WRITTEN TASK >> Output all the entries word for word. Omit the pictures.

[Position identification records]
***
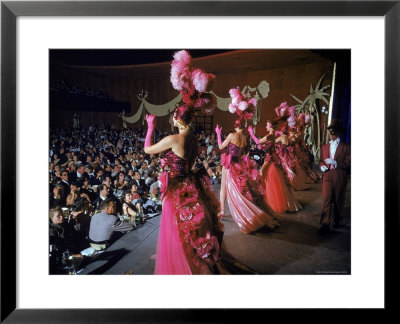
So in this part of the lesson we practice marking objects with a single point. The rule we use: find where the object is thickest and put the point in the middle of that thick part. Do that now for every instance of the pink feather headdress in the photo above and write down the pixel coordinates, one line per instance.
(241, 106)
(193, 83)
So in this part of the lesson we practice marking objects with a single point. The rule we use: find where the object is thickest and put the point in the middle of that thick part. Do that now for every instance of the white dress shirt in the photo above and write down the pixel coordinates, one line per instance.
(332, 150)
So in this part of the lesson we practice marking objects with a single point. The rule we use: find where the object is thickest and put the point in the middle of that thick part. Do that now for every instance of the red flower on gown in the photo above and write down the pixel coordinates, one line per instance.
(190, 233)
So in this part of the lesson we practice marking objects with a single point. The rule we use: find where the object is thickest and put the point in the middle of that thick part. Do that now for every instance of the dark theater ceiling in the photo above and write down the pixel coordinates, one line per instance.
(153, 63)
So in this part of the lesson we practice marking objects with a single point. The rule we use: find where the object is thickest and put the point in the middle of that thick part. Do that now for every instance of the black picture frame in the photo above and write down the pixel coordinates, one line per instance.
(10, 10)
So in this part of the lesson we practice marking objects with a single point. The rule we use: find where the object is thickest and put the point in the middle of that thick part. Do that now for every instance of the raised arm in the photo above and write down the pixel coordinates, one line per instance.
(255, 139)
(222, 145)
(161, 146)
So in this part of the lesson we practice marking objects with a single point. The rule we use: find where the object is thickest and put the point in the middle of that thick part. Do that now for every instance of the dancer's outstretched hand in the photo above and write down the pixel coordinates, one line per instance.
(151, 121)
(251, 130)
(218, 130)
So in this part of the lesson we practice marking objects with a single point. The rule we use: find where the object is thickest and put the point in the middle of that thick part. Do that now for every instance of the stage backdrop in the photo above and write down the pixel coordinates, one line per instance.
(286, 71)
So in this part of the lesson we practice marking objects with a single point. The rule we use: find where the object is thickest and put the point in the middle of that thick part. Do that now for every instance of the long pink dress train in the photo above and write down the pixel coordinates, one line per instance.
(190, 238)
(190, 233)
(244, 192)
(277, 193)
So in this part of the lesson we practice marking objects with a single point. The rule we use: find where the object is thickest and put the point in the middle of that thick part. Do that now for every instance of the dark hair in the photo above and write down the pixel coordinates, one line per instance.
(80, 203)
(54, 210)
(104, 204)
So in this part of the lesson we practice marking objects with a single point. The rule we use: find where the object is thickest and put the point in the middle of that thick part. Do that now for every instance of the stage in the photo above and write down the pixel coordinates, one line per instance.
(294, 248)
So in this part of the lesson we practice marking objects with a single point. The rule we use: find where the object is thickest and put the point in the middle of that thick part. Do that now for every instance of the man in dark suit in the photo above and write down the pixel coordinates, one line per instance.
(334, 163)
(79, 174)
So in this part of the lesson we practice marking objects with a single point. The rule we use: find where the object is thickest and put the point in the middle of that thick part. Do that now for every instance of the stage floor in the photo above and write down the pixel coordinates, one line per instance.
(294, 248)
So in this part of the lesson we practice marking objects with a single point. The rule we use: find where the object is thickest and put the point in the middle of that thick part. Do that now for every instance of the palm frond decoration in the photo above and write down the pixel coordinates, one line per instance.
(312, 133)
***
OUTPUT FOR THIS EXERCISE >>
So in this part of the lesson we practice marking objects with a single point. The rule we use: find where the object is thickest and put the point in the middle of that thick part. Do that now for every instance of the pink feather headdress in the photo above and write down the pixel coordinates, one line per instance.
(241, 106)
(193, 83)
So in this part of the lesson we practice marking objects with a single point. The rule we use: find where the object is thickest and put the point in the middle of that thick part. Do that now for every instance of the white dress shirt in the photo above and write down the pixel coordinates, one line per instance.
(332, 150)
So in this part of the lesson we practice marking objects with a single point. The rule we use: find where the object is thickest and put the point in the middle of that thick part. Do that now for every instance of the red flower on gown in the photo above and write down the pixel coordinates, one line per instance.
(190, 233)
So in this part of the lesson we practice marking objects with a single point. The rule we use: find where the object is thickest and put the point in the middle of that thick part. Do that now for every instance of the dark theater ceiling in the photo above and write down the pixel coordinates, one line per instance.
(153, 63)
So in this part of the lesson we practice marking objects with a single point. The rule we use: find where the object is thickest and put the point in the middle of that thick part. Do that now for every instance of the black picture frame in the photo above and write down the pixel coordinates, one line per instance.
(10, 10)
So in this part of the lesson we practice marking objects with a single point. The rule we use: find where the object is thickest and put the point in the middle of that thick part. Do that now for every instance of the raised arm in the photo above and write down the pixel coordinates, one line per instance.
(255, 139)
(222, 145)
(161, 146)
So in this part of the lesson we practice marking objects with a single point. The rule we use: find where the object is thickest and put the point in the middle of that thick part. Do that now for every instance of the dancer's outstretched hand in the photo above and write down the pixel coordinates, one line per instance.
(151, 121)
(251, 130)
(218, 130)
So in this part of the lesson we practice marking objects with a single point. The rule we use: find where the object is thickest and put the point in the middle of that thick part. Do that now for every instance of the stage backdrop in the photo above and write down the pixel coordinates, one line per instance.
(286, 71)
So in this part of the lesson we practice marking objects with a single point. The rule we use: find where the object is thickest and put the point in the middle of that thick part. Do that now for every instance of the long pink dress train in the photo above and write down the pixel coordinates, one line per instance.
(190, 238)
(190, 233)
(244, 192)
(277, 193)
So in this part of the lesson we practice marking objects with a single point. The rule we use: find where the object is thickest and put the point in the middle of that thick part. Do that now for every instance of the dark hair in the photo above and write down the pixel coordinates, one line per instance.
(80, 203)
(54, 210)
(104, 204)
So in this part of the lesson we practice marking objects with a single point. The rule we use: find where the object is thickest and put the point in the middle of that thick part. Do that now for every instance of the stage in the photo above and write down the pixel coordinates, one line per instance.
(294, 248)
So in this part of the lesson we practice marking objects with a single point. The rule we use: find where the object is thickest and put the point in the middle of that thick part. Do that now for every instance of the man in dark suit in the photo above and write down the pixel coordinates, one line per instance.
(334, 163)
(79, 174)
So in this part of the lesson we practice marking objects with a single point. The rule we use: find where the object is thickest and put the point in the middle of that thick part. Do that now for every instance of the stage floor in the photo above and write down the pixel coordinates, one line per instance.
(294, 248)
So in this part of the lesson we practice marking objects with a single point. The rule we use: find where the object is thickest and put the point in the middle of that thick part. Do that now for every instance of the palm frond decoration in the photo above and write down the pixel coordinates, one line per instance.
(312, 133)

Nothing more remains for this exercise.